• **What this task involves**: Copy out everything in the data below, unchanged, from the line containing "the white headscarf" down to the line containing "point(168, 71)", including both of those lines. Output nothing else.
◇ ◇ ◇
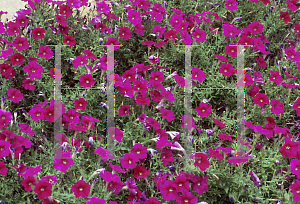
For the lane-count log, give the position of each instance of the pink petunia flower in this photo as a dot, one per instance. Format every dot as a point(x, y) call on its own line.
point(134, 17)
point(277, 107)
point(63, 162)
point(81, 189)
point(86, 81)
point(69, 40)
point(34, 70)
point(204, 110)
point(80, 60)
point(125, 33)
point(20, 43)
point(199, 35)
point(226, 69)
point(128, 161)
point(201, 161)
point(14, 95)
point(231, 5)
point(38, 33)
point(284, 16)
point(45, 52)
point(43, 189)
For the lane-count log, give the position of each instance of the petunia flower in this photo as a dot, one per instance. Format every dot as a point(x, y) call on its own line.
point(226, 69)
point(81, 189)
point(43, 189)
point(14, 95)
point(275, 77)
point(34, 70)
point(124, 32)
point(63, 162)
point(277, 107)
point(38, 33)
point(230, 30)
point(17, 58)
point(231, 5)
point(128, 161)
point(261, 99)
point(225, 137)
point(198, 74)
point(204, 110)
point(284, 16)
point(199, 35)
point(201, 161)
point(134, 17)
point(20, 43)
point(45, 52)
point(69, 40)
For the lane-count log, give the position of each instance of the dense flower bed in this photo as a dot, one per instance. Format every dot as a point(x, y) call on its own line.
point(162, 152)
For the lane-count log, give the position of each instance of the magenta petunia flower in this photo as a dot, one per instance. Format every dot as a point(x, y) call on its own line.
point(104, 154)
point(139, 151)
point(296, 190)
point(199, 184)
point(261, 99)
point(34, 70)
point(86, 81)
point(14, 95)
point(17, 58)
point(140, 172)
point(102, 7)
point(25, 128)
point(63, 162)
point(128, 161)
point(255, 28)
point(43, 189)
point(113, 41)
point(168, 191)
point(81, 189)
point(296, 106)
point(226, 69)
point(277, 107)
point(124, 110)
point(69, 40)
point(20, 43)
point(231, 5)
point(275, 77)
point(186, 197)
point(134, 17)
point(80, 60)
point(225, 137)
point(230, 30)
point(168, 114)
point(295, 167)
point(38, 33)
point(115, 134)
point(232, 50)
point(45, 52)
point(125, 33)
point(27, 182)
point(199, 35)
point(139, 29)
point(204, 110)
point(201, 161)
point(284, 16)
point(95, 200)
point(198, 74)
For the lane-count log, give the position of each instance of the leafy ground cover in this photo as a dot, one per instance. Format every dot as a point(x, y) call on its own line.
point(165, 148)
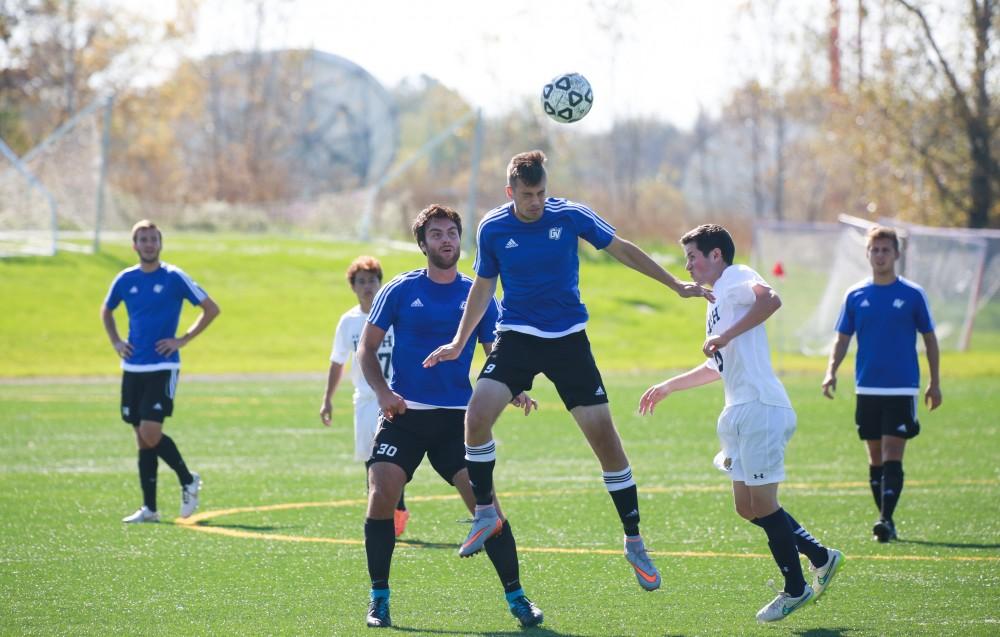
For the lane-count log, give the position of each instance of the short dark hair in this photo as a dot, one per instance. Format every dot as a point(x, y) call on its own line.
point(364, 263)
point(433, 211)
point(142, 224)
point(528, 168)
point(882, 232)
point(710, 236)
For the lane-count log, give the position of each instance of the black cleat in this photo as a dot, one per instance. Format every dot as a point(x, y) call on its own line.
point(526, 612)
point(378, 613)
point(884, 531)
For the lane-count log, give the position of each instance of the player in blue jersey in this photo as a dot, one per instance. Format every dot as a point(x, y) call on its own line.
point(758, 419)
point(365, 278)
point(153, 293)
point(530, 244)
point(423, 410)
point(887, 312)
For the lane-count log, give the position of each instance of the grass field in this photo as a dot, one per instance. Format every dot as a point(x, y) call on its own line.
point(277, 546)
point(69, 566)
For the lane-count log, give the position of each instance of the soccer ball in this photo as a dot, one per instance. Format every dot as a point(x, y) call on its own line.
point(567, 98)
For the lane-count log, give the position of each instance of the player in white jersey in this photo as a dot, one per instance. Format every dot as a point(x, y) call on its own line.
point(758, 419)
point(365, 278)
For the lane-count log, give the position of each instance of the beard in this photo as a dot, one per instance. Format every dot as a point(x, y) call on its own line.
point(442, 262)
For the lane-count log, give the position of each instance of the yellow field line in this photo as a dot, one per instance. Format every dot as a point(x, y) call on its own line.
point(195, 524)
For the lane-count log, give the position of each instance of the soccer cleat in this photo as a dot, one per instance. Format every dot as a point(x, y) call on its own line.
point(378, 613)
point(399, 520)
point(485, 525)
point(823, 575)
point(141, 516)
point(784, 605)
point(189, 496)
point(884, 531)
point(646, 574)
point(526, 611)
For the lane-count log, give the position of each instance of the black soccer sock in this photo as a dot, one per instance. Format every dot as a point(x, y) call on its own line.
point(807, 544)
point(147, 477)
point(480, 461)
point(502, 550)
point(380, 540)
point(168, 451)
point(892, 487)
point(625, 495)
point(875, 482)
point(781, 541)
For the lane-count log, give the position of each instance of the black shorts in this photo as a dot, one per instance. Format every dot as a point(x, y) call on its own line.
point(438, 433)
point(567, 361)
point(148, 395)
point(878, 416)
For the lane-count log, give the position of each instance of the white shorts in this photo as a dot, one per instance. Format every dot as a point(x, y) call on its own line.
point(365, 426)
point(753, 437)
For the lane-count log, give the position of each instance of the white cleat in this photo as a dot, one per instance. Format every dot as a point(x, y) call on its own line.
point(823, 575)
point(189, 496)
point(784, 605)
point(141, 516)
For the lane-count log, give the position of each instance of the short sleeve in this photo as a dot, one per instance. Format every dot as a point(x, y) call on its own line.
point(114, 296)
point(592, 228)
point(189, 289)
point(342, 346)
point(845, 323)
point(385, 306)
point(486, 331)
point(922, 314)
point(486, 264)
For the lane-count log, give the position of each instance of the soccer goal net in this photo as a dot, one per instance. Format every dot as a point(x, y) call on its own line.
point(813, 264)
point(51, 197)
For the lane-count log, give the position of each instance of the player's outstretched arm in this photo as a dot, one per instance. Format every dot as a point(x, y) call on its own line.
point(332, 380)
point(700, 375)
point(634, 257)
point(480, 295)
point(932, 395)
point(836, 358)
point(389, 401)
point(765, 304)
point(209, 310)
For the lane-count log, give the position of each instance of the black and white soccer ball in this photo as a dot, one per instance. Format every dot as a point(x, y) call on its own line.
point(567, 98)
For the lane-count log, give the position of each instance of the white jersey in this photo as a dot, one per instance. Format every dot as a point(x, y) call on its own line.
point(345, 345)
point(745, 363)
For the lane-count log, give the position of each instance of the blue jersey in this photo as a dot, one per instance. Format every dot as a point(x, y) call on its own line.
point(153, 300)
point(887, 319)
point(423, 314)
point(539, 266)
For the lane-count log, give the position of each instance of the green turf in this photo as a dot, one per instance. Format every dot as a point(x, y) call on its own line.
point(69, 567)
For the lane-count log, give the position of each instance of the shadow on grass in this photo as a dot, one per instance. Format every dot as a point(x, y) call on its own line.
point(954, 545)
point(428, 545)
point(534, 631)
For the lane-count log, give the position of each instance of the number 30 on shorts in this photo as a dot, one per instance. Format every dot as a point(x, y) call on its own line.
point(385, 449)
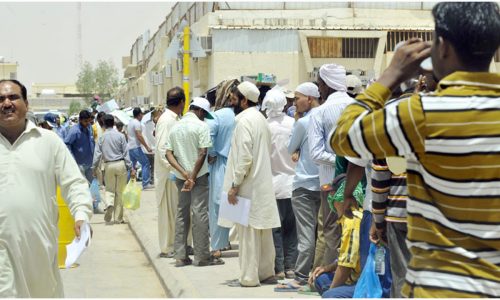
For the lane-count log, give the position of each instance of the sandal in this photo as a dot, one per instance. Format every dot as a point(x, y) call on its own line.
point(211, 262)
point(288, 287)
point(183, 262)
point(227, 248)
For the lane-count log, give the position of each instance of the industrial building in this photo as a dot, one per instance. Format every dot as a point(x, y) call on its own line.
point(288, 40)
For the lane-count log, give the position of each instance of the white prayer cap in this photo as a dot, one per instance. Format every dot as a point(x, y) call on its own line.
point(334, 76)
point(308, 89)
point(249, 90)
point(353, 84)
point(274, 102)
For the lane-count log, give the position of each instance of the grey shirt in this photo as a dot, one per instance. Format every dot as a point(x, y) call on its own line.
point(111, 146)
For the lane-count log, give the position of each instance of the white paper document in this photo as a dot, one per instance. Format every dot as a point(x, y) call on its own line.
point(76, 248)
point(238, 213)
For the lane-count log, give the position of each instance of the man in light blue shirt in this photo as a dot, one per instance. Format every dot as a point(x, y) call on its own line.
point(305, 195)
point(221, 131)
point(332, 87)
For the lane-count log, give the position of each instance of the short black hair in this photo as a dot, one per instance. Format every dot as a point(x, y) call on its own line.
point(471, 27)
point(136, 112)
point(175, 96)
point(24, 92)
point(100, 114)
point(85, 114)
point(108, 120)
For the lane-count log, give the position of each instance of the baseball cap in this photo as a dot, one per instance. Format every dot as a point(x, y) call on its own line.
point(203, 104)
point(250, 91)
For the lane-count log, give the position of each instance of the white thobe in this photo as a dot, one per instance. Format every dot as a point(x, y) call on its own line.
point(30, 171)
point(249, 167)
point(166, 191)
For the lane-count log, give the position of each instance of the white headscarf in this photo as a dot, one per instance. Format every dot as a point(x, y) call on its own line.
point(308, 89)
point(334, 76)
point(274, 102)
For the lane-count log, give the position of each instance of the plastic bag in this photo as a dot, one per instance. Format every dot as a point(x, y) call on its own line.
point(94, 190)
point(132, 195)
point(368, 285)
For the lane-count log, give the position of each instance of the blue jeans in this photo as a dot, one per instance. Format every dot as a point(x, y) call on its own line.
point(323, 282)
point(136, 155)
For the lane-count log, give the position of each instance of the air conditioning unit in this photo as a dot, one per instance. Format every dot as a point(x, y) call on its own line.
point(206, 43)
point(168, 71)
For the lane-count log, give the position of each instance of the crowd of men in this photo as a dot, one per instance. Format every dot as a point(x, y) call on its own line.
point(409, 164)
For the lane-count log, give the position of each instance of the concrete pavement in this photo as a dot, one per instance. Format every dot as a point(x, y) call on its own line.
point(114, 266)
point(191, 281)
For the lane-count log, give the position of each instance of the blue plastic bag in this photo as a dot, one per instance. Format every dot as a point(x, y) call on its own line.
point(94, 190)
point(368, 285)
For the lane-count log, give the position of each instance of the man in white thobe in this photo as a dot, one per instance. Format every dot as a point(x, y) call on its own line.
point(166, 190)
point(248, 175)
point(33, 162)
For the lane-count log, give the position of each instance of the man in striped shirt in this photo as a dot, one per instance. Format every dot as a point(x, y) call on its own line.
point(389, 215)
point(450, 141)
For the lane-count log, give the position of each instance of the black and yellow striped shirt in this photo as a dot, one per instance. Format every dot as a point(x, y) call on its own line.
point(451, 140)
◇ ◇ ◇
• **Response to this task**:
For the lane-count log, give the position of each instance of the white headscarf in this photo as a dot, one per instance. Format every dot as a point(x, y) call on its own line.
point(308, 89)
point(334, 76)
point(274, 102)
For the lane-count log, give the position of each instance of the plastic bag in this photo as a dot, one per instance. Format every dot as a point(x, y) call on its own line.
point(94, 190)
point(132, 195)
point(368, 285)
For the lane-count log, give the position of each instance of the blue jeans in this photo as a dot, one per instance. Format every dot as a point(x, y) call on its own line.
point(323, 282)
point(136, 155)
For the lane-count log, give the position of each instance of the air conditioning unit in this photo as a dot, one per instance. Format every dot as a point(x, y) call on its own line.
point(206, 43)
point(168, 71)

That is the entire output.